◆ Written problem
Print exactly the lines from the one containing "like (543, 392)." through the last line of the listing, both included.

◆ Entries from a pointing dataset
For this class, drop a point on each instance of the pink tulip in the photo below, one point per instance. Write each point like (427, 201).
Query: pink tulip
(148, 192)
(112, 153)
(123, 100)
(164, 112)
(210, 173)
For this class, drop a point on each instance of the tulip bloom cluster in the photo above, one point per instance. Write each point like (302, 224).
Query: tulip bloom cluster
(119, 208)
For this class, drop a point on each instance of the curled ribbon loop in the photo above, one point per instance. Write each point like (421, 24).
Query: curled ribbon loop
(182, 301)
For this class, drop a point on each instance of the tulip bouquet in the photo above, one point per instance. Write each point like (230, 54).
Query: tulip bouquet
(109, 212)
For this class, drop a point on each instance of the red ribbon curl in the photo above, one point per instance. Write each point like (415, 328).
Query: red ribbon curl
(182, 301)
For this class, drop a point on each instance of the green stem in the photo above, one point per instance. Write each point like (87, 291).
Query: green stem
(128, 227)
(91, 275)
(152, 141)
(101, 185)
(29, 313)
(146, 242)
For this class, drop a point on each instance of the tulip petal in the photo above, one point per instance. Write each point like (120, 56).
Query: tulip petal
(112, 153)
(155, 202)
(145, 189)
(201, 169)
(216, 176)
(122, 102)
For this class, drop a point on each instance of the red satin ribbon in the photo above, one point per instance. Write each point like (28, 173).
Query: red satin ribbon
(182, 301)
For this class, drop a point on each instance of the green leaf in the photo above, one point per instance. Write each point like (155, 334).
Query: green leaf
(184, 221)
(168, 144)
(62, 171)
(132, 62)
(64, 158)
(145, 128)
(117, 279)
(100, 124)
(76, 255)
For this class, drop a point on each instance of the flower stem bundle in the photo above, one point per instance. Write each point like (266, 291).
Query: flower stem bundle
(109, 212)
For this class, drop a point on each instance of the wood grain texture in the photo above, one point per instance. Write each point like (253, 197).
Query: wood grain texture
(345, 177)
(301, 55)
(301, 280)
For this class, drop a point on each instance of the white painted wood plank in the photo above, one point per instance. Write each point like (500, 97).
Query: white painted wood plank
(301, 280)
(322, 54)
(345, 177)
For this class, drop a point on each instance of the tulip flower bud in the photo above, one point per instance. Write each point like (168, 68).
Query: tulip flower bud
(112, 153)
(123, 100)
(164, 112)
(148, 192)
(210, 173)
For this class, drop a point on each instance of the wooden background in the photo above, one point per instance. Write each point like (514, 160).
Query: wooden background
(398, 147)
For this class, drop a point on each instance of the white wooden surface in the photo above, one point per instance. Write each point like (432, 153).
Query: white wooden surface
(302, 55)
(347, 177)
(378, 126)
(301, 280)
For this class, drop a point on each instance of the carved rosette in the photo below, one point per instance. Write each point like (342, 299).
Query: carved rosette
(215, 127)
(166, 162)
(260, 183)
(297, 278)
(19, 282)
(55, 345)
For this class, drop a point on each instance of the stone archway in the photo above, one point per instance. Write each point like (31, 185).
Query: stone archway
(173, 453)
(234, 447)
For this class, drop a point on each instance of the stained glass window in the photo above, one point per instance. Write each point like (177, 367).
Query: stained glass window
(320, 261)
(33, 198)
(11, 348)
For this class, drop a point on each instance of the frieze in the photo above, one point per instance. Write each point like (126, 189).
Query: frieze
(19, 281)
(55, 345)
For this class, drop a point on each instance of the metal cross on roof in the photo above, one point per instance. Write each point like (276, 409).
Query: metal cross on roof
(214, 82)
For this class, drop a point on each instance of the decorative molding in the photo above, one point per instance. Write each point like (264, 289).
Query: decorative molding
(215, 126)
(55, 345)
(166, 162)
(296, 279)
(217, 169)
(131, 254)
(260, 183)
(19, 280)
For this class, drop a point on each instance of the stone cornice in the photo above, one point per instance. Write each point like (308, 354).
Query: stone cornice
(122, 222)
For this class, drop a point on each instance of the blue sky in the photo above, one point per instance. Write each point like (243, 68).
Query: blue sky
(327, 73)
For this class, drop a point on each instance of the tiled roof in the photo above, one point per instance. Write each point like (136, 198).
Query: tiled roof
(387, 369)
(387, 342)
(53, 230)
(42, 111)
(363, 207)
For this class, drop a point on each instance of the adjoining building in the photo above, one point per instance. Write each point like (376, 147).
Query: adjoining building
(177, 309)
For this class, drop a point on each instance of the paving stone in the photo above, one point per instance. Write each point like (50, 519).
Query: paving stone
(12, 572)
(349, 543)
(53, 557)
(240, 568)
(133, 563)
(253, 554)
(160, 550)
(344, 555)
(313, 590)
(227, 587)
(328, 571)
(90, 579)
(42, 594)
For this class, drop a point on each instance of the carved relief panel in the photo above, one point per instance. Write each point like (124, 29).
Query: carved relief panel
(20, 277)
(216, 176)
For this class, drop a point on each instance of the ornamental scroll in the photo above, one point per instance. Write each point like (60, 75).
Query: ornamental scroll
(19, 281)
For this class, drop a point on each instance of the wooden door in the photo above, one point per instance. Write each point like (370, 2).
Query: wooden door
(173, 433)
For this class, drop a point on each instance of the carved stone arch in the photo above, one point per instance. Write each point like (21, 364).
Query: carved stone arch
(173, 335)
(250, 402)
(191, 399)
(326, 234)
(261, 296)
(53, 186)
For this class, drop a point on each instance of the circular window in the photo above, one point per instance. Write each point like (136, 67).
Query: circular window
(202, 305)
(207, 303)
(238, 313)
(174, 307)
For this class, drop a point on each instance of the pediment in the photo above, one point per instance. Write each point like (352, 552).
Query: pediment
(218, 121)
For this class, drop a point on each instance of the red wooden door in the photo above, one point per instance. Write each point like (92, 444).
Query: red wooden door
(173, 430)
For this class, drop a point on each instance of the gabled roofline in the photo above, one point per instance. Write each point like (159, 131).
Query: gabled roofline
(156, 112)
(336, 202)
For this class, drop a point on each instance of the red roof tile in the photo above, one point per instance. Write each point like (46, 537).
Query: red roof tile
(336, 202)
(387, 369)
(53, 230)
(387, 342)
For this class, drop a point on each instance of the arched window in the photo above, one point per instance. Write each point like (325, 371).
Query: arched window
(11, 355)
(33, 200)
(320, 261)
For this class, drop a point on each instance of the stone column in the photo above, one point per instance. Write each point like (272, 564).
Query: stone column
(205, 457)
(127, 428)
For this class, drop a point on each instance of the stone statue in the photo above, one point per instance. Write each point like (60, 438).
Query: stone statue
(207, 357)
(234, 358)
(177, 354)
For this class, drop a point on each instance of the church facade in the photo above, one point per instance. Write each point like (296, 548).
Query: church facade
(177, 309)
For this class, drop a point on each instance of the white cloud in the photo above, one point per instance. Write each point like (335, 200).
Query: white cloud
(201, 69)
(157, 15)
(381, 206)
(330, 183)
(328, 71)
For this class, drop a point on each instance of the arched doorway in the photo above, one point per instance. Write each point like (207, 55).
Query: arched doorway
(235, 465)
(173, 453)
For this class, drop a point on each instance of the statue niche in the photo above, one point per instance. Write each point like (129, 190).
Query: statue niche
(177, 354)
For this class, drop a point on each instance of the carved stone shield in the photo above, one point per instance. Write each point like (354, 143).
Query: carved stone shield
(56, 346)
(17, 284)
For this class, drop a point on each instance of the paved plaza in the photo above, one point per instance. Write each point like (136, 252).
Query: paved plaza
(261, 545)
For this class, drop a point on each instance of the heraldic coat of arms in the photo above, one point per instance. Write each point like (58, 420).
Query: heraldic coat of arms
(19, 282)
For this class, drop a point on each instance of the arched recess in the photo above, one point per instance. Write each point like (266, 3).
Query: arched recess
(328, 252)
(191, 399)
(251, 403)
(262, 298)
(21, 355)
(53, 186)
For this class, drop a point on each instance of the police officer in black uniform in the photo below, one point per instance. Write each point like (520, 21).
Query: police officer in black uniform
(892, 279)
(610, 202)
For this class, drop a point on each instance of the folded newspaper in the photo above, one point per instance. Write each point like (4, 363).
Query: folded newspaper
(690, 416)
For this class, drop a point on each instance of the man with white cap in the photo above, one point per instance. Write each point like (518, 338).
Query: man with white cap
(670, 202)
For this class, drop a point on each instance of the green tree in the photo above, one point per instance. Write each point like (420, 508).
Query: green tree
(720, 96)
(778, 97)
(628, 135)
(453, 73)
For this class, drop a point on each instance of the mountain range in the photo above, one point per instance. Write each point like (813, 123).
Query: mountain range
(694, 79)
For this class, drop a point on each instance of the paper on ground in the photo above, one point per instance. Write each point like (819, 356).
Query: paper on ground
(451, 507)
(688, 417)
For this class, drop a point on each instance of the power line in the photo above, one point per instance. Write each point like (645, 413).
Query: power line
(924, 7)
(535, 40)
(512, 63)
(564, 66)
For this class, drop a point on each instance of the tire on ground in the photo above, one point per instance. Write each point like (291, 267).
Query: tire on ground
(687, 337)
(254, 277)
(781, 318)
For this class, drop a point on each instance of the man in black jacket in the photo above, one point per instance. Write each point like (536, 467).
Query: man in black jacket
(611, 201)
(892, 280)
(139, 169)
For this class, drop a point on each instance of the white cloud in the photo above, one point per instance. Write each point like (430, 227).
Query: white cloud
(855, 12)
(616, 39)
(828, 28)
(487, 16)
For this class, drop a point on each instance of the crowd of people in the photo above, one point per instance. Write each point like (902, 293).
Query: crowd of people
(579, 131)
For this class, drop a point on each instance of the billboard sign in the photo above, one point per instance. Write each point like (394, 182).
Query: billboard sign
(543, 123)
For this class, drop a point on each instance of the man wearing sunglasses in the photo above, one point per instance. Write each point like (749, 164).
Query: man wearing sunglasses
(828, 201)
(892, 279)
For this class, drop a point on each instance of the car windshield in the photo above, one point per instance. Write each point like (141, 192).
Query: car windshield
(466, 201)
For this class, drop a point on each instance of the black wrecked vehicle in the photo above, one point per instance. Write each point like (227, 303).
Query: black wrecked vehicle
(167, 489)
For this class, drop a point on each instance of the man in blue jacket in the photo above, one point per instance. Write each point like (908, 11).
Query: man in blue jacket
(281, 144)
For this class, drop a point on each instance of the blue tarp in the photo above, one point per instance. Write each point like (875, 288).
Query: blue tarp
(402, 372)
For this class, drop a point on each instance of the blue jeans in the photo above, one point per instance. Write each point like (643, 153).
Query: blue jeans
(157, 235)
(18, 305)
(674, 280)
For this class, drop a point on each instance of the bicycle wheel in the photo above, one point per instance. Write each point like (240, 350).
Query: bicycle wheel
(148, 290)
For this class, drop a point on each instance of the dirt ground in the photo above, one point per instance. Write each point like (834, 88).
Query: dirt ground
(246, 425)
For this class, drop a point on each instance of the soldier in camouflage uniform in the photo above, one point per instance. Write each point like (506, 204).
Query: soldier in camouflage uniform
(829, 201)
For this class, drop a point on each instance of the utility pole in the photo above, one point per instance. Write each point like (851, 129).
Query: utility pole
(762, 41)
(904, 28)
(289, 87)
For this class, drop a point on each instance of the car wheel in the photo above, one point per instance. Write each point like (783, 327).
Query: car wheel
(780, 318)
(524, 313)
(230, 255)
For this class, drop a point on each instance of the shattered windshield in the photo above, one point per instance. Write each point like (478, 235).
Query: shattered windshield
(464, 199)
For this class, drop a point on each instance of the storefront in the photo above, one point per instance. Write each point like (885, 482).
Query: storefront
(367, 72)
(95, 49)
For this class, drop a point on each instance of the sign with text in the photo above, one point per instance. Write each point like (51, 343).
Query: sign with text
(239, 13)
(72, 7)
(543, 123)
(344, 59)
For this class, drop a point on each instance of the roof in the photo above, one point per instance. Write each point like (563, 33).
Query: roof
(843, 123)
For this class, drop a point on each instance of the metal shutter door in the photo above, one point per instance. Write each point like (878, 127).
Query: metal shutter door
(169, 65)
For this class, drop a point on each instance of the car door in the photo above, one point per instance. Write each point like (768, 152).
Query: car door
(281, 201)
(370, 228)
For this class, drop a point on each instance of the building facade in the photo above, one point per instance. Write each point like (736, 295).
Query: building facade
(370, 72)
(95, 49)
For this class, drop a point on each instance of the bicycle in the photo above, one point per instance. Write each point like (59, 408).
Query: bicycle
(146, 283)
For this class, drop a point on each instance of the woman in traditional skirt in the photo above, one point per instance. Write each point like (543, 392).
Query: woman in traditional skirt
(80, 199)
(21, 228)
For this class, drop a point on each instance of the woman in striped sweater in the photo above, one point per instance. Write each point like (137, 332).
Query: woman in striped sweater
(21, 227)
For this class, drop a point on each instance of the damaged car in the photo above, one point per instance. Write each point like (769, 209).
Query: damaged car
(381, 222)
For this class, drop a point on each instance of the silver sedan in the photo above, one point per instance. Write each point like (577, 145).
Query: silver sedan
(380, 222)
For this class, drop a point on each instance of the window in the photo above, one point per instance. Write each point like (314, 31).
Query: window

◆ Task response
For this class, drop a point on each instance of the woman in traditional skirt in the photo above, one point per instance. Write each point like (543, 392).
Query: woman in traditional skirt
(80, 199)
(21, 228)
For this class, drop a point on each instance of the woman in striped sweater in the photo above, one point per instance. Write each point like (137, 332).
Query: woman in striped sweater
(21, 227)
For this class, drop a point on each instance of the damaged car in the photo above, one point per instance. Write each point like (769, 209).
Query: damaged car
(381, 222)
For this class, drop a point on each instance of the silver sedan in the photo above, one point per instance. Write each point like (577, 145).
Query: silver sedan
(380, 222)
For this class, drop a point on each instance of the window in the photo above, one point per instance. Write each point like (314, 31).
Query: window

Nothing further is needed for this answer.